AUFGABENSTELLUNG A: Gib an, wie viele Zeilen der unten folgenden Reihen die Zeichenfolge "foliage" enthalten, wobei Groß- und Kleinschreibung zu beachten ist. Nenne nur die Zahl.

TEXTAUSZUG:
--------------------------------------------------

Woran denken Sie beim Begriff "Schwarzer Schwan"? An einen idyllischen Teich? Die Oscar-prämierte Leistung der Schauspielerin Natalie Portman? Oder an die Wuppertaler Dichterin Else Lasker-Schüler, die sich selbst gern so titulierte? Der Finanzmathematiker Nassim Nicholas Taleb bezeichnete als "Black Swan" eine seltenes und unvorhersehbarer Ereignis, das eine unverhältnismäßig große negative Wirkung hervorruft.
McKinsey und die Said Business School der University of Oxford haben sich diesen Begriff ausgeliehen. Mit ihm bezeichnen sie ein Projekt, das sein Budget um mindestens 200 Prozent überzieht und 70 Prozent mehr Zeit verschlingt als geplant. Nach der statistischen Wahrscheinlichkeit - Stichwort: Normalverteilung - sollte das die absolute Ausnahme sein. Die Analysten und Wissenschaftler haben für derart überzogene Projektbudgets eine Eintrittswahrscheinlichkeit von 0,7 Prozent ausgerechnet.
Aber diese Gesetze gelten offenbar nicht für Projekte im Umfeld der Informationstechnik. Dort ist es 30 mal wahrscheinlicher, dass ein Projekt komplett aus dem Ruder läuft: Zwölf bis 18 Prozent der IT-Vorhaben sind "Schwarze Schwäne", so haben die Management-Beratung und die renommierte Hochschule in langjährigen Untersuchung von rund 1500 Projekten herausgefunden.

--------------------------------------------------

AUFGABENSTELLUNG B: Welcher Anteil der IT-Vorhaben ist laut dem obigen Textauszug als „Schwarze Schwäne“ einzustufen?

Zeigeeinträge zu benannten Objekten:
--------------------------------------------------

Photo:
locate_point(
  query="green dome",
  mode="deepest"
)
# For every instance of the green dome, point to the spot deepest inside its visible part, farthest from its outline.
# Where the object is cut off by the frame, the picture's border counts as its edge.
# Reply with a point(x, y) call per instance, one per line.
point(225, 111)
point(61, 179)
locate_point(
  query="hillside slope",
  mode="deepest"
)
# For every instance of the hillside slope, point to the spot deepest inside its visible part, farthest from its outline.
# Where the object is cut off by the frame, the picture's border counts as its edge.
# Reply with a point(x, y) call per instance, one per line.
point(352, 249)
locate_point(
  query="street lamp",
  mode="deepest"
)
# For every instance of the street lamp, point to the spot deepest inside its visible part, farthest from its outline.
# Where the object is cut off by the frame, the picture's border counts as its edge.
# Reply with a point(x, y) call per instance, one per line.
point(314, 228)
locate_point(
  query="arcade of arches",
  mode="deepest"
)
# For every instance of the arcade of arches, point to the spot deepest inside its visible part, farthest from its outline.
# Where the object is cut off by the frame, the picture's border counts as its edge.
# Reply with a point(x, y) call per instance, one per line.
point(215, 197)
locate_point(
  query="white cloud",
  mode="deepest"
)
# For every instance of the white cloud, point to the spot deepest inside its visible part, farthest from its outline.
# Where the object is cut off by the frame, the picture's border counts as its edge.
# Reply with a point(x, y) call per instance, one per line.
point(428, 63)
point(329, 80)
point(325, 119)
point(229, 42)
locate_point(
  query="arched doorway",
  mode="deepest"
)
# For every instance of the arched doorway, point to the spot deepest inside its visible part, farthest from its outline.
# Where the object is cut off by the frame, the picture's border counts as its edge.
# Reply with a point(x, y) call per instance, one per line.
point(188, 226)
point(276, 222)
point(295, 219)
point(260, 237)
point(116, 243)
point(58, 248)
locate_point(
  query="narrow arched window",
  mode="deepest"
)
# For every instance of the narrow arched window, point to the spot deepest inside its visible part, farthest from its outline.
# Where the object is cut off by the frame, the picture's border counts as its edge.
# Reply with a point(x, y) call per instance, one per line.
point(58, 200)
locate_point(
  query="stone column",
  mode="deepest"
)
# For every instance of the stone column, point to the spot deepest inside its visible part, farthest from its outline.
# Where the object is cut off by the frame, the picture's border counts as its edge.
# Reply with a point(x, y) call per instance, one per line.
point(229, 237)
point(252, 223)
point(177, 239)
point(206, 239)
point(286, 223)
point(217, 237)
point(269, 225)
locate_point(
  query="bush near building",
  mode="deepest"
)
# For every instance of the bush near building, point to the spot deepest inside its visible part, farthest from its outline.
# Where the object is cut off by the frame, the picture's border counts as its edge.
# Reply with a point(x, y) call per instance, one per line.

--------------------------------------------------

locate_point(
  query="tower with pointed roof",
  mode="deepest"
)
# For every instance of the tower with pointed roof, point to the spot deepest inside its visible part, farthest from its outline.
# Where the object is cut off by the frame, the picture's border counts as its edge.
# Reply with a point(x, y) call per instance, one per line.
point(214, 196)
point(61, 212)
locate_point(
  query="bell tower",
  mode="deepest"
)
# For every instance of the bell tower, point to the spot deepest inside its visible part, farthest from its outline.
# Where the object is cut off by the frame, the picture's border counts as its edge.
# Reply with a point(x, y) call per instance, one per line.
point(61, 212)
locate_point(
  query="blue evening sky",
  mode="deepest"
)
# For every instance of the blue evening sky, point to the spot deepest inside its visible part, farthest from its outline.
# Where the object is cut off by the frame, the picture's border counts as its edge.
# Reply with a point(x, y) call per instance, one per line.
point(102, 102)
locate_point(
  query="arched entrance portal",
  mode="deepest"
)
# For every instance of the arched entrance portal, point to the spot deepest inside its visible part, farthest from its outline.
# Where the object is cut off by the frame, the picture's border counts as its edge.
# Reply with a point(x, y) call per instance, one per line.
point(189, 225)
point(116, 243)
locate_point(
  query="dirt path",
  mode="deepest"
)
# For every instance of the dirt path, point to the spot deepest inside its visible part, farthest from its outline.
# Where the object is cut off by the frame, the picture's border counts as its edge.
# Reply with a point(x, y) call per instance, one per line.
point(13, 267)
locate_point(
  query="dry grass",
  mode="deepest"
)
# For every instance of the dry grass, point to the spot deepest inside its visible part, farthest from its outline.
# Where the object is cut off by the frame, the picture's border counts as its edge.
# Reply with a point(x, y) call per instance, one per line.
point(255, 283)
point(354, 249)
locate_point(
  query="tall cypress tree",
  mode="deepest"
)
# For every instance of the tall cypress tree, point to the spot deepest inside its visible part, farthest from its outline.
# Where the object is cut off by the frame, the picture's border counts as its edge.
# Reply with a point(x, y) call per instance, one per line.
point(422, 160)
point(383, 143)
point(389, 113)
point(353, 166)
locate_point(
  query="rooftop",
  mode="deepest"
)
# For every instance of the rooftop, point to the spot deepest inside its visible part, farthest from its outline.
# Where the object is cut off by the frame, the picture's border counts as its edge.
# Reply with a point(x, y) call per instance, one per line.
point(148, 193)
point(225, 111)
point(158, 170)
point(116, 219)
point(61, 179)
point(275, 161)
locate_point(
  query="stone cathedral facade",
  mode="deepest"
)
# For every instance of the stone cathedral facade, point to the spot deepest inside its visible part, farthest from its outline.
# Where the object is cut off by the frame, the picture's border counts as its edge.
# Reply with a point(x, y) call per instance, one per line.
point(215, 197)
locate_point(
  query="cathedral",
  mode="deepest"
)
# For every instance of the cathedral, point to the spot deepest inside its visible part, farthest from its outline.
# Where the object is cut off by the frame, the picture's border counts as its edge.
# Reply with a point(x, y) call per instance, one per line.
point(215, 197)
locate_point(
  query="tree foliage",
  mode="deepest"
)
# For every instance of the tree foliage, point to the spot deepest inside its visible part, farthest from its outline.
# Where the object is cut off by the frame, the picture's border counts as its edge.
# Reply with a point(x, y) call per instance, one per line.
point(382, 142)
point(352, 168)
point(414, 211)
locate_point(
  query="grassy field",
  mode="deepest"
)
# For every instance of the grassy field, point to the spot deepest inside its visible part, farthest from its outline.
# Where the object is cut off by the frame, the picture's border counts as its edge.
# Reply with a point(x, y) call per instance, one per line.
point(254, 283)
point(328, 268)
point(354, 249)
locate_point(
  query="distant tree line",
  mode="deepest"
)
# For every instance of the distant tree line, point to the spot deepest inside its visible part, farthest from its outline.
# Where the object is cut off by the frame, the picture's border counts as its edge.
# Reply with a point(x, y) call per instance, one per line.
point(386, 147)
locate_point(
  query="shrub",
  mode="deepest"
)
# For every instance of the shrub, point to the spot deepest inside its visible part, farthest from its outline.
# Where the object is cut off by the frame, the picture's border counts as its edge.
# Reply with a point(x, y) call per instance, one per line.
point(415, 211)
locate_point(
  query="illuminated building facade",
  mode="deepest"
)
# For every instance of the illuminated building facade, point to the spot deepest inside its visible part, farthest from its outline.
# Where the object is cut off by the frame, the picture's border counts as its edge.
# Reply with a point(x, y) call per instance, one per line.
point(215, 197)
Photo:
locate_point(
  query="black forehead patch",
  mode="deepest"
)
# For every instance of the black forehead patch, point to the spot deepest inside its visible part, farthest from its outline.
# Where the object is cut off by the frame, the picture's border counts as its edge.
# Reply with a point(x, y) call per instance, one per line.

--------------------------------------------------

LÖSUNGSWEG A: 2

LÖSUNGSWEG B: Zwölf bis 18 Prozent der IT-Vorhaben.